> **DATA FOR THIS EXERCISE**
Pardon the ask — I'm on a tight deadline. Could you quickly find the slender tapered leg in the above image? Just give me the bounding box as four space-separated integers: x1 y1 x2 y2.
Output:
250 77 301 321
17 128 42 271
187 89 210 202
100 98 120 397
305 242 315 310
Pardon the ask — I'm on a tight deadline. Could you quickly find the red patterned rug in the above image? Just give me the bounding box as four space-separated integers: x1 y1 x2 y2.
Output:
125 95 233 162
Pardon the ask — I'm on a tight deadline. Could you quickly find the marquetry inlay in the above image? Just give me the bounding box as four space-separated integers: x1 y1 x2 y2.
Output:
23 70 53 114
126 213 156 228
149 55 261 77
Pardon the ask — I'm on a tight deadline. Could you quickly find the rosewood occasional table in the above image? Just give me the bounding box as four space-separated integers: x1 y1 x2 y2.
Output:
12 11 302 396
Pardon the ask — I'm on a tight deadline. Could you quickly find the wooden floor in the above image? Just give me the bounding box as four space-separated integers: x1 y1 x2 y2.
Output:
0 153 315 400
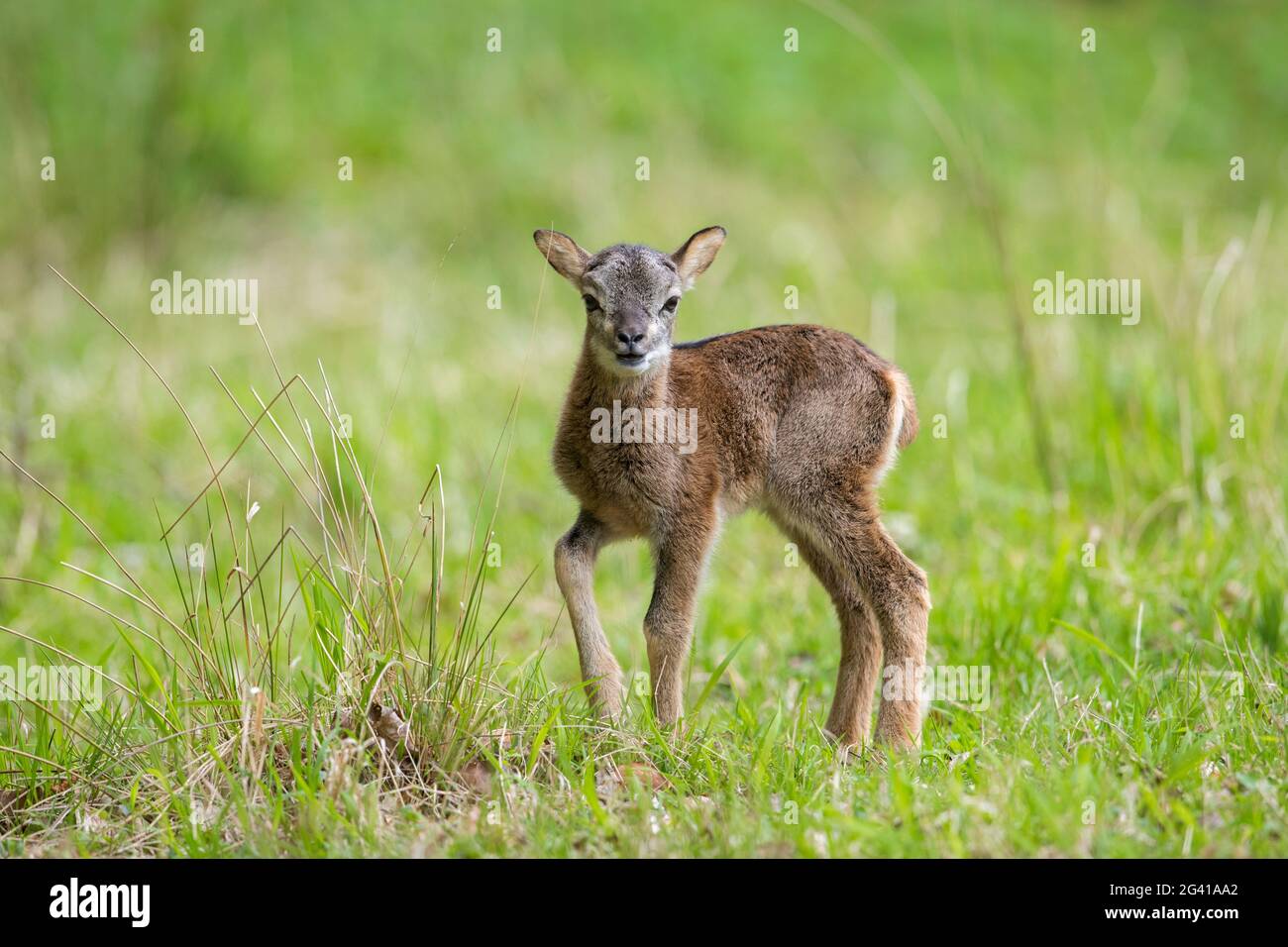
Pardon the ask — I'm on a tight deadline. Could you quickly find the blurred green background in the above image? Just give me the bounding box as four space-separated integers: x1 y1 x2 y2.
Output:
0 1 1288 808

> **DESCRIPTION OF THE TASK**
Set down every one of the entries above exactly as they appear, and leave the pictures out of your copy.

> **EXERCISE OUTPUT**
Pardon the ask — I'm on a tight deadline. Could you quickly find the slender tapered leg in the above image? Just give me the bounding box as four space-separated integers: x1 y1 x2 y2.
Output:
250 77 301 321
17 128 42 271
187 89 210 202
100 98 120 397
305 242 315 310
Pardon the ask — I'm on a tight deadline. Could you quickly find the red patterned rug in the above image? Just give me the bounding box as four space-separated integers: x1 y1 x2 y2.
Output:
125 95 233 162
Pardon the ask — I'm on a tight deadline. Could you quickly find the marquetry inlay in the above image? Just give me the bounding box as four space-separated integers: x1 y1 x2 y2.
Output:
23 70 53 114
126 213 156 228
149 55 261 77
Pardon the ask — I'm on a tight deadline. Could you quickly find the rosewood occasional table in the above image? Just give me the bounding box as four space-separated integers: x1 y1 x2 y2.
Output:
12 11 302 396
Pardon the ask — I'm on a tight deadline. Could you quickly find the wooden floor in the above image? Just give me the bounding box as four space-separated integers: x1 y1 x2 y2.
Output:
0 153 315 400
Pardon the ask — I'm on a tight deadline. Could you quickly find the blurred green background in the above image? Just give me the bounding box as four space-separated integers: x1 y1 x2 y2.
Output:
0 1 1288 808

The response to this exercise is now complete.